>> Begin ENTRIES SHOWN
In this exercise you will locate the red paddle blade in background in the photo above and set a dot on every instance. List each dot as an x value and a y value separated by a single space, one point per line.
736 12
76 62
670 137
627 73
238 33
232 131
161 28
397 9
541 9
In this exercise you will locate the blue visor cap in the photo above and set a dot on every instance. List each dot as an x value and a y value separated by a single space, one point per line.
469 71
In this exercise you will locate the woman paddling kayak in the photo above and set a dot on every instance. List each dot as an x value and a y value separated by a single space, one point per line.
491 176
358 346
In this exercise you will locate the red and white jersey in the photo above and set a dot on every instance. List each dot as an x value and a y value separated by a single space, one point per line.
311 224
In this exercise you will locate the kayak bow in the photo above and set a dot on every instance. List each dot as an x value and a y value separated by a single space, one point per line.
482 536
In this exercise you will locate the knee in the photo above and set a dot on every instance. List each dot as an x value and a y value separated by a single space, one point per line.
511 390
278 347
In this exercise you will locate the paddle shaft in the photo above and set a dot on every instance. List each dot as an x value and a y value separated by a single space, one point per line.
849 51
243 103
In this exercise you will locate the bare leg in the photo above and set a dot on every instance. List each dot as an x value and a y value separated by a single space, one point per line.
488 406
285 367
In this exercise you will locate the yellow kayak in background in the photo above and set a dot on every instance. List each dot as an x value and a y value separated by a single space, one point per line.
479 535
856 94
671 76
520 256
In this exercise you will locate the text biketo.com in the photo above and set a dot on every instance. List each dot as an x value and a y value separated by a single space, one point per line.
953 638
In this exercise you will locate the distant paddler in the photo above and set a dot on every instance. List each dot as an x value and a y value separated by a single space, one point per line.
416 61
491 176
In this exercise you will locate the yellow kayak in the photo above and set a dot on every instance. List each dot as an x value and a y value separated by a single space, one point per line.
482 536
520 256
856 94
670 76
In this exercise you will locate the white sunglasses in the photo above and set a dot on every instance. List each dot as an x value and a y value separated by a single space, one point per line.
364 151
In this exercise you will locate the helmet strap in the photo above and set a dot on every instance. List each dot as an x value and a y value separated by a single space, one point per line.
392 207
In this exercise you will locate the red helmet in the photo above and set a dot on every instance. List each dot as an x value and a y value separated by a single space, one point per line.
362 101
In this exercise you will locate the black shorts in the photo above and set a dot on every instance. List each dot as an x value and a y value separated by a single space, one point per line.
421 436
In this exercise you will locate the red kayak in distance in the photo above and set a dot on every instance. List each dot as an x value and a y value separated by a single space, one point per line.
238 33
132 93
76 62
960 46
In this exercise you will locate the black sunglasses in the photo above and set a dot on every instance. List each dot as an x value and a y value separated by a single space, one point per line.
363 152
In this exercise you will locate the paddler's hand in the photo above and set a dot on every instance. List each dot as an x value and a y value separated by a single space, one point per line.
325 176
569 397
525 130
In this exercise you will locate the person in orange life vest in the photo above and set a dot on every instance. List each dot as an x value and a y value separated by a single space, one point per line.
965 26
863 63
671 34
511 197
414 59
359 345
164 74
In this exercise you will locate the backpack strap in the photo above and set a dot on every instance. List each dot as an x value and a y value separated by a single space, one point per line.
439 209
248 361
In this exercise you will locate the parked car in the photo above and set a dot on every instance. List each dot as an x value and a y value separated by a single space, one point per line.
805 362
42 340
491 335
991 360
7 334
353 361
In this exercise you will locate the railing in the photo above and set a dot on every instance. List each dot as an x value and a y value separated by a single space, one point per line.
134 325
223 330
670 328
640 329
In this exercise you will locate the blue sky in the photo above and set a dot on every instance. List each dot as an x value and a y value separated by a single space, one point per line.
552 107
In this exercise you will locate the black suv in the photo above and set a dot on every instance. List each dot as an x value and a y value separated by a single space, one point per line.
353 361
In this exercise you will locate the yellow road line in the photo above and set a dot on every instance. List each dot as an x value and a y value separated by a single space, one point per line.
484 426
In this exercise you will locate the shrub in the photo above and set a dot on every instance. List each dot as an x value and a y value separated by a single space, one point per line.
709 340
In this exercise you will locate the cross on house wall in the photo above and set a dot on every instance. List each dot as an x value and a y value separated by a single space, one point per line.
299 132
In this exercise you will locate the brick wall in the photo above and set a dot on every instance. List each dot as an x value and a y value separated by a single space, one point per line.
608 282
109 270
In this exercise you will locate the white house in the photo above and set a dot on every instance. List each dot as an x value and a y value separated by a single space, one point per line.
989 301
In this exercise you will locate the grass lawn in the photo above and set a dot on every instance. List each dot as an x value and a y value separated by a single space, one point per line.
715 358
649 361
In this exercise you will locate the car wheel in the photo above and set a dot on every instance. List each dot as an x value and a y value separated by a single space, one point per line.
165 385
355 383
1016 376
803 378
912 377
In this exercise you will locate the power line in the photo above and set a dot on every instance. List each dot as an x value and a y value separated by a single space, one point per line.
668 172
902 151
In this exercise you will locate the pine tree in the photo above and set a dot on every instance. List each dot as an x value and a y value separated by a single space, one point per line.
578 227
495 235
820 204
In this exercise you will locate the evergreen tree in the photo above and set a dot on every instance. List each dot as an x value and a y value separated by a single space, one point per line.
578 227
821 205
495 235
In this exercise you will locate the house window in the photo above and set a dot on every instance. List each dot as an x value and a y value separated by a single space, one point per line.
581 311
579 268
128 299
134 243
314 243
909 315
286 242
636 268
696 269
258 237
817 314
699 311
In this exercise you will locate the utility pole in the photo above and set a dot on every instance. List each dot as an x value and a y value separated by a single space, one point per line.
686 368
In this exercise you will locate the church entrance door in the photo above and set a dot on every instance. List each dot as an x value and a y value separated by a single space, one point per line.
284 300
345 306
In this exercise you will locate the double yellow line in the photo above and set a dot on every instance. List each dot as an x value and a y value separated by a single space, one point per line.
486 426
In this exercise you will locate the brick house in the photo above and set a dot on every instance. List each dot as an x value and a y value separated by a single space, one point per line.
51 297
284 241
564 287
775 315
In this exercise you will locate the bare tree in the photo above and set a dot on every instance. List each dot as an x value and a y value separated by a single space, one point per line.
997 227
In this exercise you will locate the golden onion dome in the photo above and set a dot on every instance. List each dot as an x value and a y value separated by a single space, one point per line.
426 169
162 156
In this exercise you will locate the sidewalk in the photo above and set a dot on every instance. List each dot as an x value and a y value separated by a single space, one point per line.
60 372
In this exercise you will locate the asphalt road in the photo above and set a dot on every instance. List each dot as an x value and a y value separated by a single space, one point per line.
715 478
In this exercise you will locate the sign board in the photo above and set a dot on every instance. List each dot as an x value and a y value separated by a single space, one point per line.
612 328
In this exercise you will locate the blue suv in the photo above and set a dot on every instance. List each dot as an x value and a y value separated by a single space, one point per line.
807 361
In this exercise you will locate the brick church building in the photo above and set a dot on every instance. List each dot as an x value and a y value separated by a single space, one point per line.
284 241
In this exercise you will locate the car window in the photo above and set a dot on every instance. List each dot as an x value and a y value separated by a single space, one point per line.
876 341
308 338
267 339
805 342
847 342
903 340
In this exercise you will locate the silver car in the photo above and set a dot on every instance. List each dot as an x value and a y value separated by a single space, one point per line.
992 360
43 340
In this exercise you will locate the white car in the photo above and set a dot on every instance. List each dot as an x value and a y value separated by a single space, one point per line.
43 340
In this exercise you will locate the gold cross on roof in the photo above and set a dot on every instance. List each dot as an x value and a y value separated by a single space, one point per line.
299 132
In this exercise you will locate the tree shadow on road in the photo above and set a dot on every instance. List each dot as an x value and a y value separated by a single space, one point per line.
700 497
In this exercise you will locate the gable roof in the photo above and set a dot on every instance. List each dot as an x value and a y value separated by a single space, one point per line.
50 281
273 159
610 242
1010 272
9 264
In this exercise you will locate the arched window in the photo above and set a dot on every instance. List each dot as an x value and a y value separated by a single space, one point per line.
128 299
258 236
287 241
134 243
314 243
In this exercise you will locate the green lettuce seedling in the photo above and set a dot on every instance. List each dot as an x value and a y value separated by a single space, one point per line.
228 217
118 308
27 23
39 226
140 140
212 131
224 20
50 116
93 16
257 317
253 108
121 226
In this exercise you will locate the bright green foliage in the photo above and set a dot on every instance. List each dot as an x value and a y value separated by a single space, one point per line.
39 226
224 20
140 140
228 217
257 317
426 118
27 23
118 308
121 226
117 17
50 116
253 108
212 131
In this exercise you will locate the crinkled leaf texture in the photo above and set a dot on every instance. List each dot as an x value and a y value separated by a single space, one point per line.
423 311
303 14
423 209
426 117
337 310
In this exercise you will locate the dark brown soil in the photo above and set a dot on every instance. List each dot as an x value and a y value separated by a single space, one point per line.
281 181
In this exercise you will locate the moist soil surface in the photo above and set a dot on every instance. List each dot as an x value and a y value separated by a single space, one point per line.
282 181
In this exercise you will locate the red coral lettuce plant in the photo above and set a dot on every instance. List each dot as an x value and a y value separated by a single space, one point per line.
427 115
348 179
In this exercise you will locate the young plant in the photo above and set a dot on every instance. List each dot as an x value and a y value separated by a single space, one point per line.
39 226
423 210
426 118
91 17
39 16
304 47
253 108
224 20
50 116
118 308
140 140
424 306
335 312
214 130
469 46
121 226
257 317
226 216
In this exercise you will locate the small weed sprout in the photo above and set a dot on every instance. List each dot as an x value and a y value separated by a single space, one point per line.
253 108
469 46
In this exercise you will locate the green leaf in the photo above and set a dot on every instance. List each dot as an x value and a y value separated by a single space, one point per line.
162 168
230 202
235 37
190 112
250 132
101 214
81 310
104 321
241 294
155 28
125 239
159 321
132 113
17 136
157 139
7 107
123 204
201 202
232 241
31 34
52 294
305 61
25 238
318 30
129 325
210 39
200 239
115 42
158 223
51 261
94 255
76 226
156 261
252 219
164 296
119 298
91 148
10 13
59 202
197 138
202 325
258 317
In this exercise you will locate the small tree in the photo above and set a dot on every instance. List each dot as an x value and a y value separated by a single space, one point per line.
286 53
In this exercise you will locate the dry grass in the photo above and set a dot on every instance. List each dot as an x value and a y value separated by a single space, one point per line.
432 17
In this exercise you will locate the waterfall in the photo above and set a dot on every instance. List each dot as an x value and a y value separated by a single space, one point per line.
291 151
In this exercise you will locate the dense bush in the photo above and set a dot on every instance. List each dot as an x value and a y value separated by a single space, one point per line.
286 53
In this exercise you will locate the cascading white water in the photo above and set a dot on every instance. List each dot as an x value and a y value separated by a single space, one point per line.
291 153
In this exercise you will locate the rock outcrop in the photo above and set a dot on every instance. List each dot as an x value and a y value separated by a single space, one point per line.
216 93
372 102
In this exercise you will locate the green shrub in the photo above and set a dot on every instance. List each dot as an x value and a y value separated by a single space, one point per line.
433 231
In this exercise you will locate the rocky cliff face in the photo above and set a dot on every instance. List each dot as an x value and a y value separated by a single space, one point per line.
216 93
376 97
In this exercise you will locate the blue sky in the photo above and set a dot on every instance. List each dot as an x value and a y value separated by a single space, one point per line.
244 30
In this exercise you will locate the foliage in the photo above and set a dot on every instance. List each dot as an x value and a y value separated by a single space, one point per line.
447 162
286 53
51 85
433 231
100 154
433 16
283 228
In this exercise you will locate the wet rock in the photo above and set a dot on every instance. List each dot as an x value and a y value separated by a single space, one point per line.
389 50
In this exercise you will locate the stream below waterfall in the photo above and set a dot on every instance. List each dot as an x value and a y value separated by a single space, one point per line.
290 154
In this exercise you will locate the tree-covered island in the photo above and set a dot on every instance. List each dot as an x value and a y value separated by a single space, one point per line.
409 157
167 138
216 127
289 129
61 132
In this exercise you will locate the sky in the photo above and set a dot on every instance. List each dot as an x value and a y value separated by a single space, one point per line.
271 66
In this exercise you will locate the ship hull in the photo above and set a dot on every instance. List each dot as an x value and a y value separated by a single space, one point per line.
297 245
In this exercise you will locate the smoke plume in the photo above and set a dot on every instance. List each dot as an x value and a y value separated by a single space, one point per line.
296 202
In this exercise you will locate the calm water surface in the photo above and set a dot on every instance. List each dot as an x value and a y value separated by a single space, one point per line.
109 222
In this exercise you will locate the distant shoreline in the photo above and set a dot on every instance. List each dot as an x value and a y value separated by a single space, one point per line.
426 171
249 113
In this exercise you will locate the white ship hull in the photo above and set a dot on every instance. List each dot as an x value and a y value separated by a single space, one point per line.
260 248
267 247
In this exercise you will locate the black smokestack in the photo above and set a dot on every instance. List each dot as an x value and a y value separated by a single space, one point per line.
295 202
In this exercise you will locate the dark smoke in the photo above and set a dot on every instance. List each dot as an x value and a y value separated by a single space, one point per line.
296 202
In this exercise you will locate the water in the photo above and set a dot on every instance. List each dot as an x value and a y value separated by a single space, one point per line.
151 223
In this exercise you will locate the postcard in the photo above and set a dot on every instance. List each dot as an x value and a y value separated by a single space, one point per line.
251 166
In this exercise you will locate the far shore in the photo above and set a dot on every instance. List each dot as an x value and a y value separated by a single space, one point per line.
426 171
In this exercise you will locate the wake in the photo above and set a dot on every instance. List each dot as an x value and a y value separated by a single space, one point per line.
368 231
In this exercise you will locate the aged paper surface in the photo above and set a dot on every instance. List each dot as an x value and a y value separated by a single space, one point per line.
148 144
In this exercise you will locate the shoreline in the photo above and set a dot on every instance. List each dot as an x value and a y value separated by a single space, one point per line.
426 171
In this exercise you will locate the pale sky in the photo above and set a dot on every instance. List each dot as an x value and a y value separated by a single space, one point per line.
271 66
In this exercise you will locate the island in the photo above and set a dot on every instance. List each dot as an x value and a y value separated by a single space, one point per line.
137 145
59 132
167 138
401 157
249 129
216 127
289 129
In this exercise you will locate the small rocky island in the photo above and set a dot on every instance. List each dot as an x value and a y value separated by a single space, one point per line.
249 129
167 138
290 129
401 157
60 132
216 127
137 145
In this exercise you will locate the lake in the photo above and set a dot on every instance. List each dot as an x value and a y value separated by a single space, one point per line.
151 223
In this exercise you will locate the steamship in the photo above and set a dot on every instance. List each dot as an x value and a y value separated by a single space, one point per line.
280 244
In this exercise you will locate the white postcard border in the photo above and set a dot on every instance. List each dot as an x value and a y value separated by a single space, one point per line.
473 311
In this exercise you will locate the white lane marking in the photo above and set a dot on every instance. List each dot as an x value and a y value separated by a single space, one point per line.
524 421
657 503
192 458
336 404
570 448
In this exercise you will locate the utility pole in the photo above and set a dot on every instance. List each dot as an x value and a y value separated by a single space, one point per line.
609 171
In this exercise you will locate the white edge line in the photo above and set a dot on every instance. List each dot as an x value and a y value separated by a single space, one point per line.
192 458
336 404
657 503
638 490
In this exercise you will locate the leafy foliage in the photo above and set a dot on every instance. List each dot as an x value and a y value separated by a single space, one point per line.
>> End ENTRIES SHOWN
EXERCISE AIM -
Repeat exactly the lines above from the line that contains "In this exercise you will locate the island" through the end. Include both of these ends; leave out everything else.

EXERCISE RESPONSE -
In this exercise you will locate the island in the photo above and set a dot on every instance. List each dot as an x value and a y value separated by a single space, one point per line.
137 145
59 132
167 138
401 157
249 129
216 127
289 129
In this exercise you will locate the small rocky island in the photo above and set a dot on every instance. List each dot as an x value and a y value separated by a single space, one point per line.
249 129
167 138
290 129
401 157
60 132
216 127
137 145
In this exercise you will locate the lake in the photo above and set a dot on every instance. List each dot as an x value and a y value separated by a single space, one point per line.
151 223
In this exercise you will locate the steamship in the photo above and set a dot on every instance. List each dot as an x value and a y value separated by a single space, one point per line.
280 244
In this exercise you will locate the white postcard border in the photo above and set a dot on every instance. List each dot as an x value and a y value separated by a single space, one point per line.
473 311
In this exercise you will locate the white lane marking in the photo above and set a dot on every instance. List each dot as an x value and a y value separated by a single space, one point per line.
524 421
657 503
192 458
336 404
570 448
In this exercise you will locate the utility pole in the photo above and set a dot on every instance. List each dot as an x value and a y value separated by a single space, one point per line.
609 171
In this exercise you will locate the white edge line in the photo above and set a dot on every instance. List each dot as an x value and a y value separated by a single space, one point per line.
192 458
336 404
657 503
638 490
In this exercise you will locate the leafy foliage in the photo above and set a dot on every instance. List each dot as an x value and a y value separated by a single space, one point per line.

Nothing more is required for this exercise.